■ **Objectif visé**: Recopiez intégralement le texte consacré au livre de Sophie Neys, sans rien y modifier.

■ **Texte à lire**:
'''

Bien qu’il s’agisse d’un livre de « fan », le livre de Sophie Neys intitulé Lyrics for Arto Lindsay based on Roberto Burle Marx’s lis of plants for parque do Flamengo Rio de Janeiro est doublement louable car s’il évite les écueils du folklorisme rock (un florilège de photographies anciennes volées dans les backstages du CBGB’s) et de l’esthétique Wikipédia (le copié-collé frauduleux, la parodie critique...), il se concentre sur des espaces risqués parce qu’interstitiels. Savoir qu’une jeune artiste a listé 285 articles - autant de noms de plantes - à destination de son modèle est assez séduisant. Les noms latins « ...142 - Cassia martiana 144 - Cassia fistula 145 - Cassia javanica... » avec leur qualité musicale, la répétition de certains de leurs vocables composent une litanie pour occuper le monde. Nous voguons alors dans un espace indistinct, flottant entre les contes des Mille et Une Nuits et les protocoles photographiques de Douglas Huebler (au risque, d’ailleurs, selon une logique inhérente à ces derniers, de devoir se résoudre à l’échec, à l’incommunication), entre la féerie la plus intemporelle et l’énoncé conceptuel le plus circonstancié.

'''

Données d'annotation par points
'''

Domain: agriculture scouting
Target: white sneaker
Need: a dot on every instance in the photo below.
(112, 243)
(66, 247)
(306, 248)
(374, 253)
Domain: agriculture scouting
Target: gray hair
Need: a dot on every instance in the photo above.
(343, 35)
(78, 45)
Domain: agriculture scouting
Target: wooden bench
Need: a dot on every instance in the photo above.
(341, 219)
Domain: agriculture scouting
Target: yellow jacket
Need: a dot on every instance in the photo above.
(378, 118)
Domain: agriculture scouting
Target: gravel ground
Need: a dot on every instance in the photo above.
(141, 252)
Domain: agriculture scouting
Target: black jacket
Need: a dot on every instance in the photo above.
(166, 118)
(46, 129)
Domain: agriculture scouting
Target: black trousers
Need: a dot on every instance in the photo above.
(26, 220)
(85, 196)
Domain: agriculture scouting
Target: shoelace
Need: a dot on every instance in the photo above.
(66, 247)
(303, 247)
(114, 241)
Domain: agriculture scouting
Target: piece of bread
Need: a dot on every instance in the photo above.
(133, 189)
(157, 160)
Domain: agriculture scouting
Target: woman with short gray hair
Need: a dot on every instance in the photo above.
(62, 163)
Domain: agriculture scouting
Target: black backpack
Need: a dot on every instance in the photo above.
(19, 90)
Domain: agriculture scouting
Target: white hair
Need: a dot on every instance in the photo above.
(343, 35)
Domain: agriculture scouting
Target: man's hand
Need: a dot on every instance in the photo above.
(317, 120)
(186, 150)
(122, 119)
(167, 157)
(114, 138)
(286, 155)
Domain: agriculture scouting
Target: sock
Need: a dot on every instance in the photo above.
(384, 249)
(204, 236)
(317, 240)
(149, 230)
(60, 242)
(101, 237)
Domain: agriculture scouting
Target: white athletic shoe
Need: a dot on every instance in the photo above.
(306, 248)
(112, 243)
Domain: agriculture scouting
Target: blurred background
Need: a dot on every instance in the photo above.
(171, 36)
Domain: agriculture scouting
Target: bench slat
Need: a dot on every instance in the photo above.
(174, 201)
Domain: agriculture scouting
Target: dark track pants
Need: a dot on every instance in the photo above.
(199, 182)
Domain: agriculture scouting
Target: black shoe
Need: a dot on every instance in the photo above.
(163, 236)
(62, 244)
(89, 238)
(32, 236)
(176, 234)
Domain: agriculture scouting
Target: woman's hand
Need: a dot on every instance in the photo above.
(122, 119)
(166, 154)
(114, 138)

'''

■ **Résultat attendu**:
Bien qu’il s’agisse d’un livre de « fan », le livre de Sophie Neys intitulé Lyrics for Arto Lindsay based on Roberto Burle Marx’s lis of plants for parque do Flamengo Rio de Janeiro est doublement louable car s’il évite les écueils du folklorisme rock (un florilège de photographies anciennes volées dans les backstages du CBGB’s) et de l’esthétique Wikipédia (le copié-collé frauduleux, la parodie critique...), il se concentre sur des espaces risqués parce qu’interstitiels. Savoir qu’une jeune artiste a listé 285 articles - autant de noms de plantes - à destination de son modèle est assez séduisant. Les noms latins « ...142 - Cassia martiana 144 - Cassia fistula 145 - Cassia javanica... » avec leur qualité musicale, la répétition de certains de leurs vocables composent une litanie pour occuper le monde. Nous voguons alors dans un espace indistinct, flottant entre les contes des Mille et Une Nuits et les protocoles photographiques de Douglas Huebler (au risque, d’ailleurs, selon une logique inhérente à ces derniers, de devoir se résoudre à l’échec, à l’incommunication), entre la féerie la plus intemporelle et l’énoncé conceptuel le plus circonstancié.